*WHAT IS ASKED*.
Print every line of the material below verbatim, in its original order.

|---|

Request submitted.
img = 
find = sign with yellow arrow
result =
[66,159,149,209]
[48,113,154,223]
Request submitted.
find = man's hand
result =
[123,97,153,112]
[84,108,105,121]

|---|

*RESPONSE*.
Request submitted.
img = 
find = sign with yellow arrow
result =
[66,159,149,209]
[48,113,154,223]
Request submitted.
find = man's hand
result =
[123,97,153,112]
[84,108,105,121]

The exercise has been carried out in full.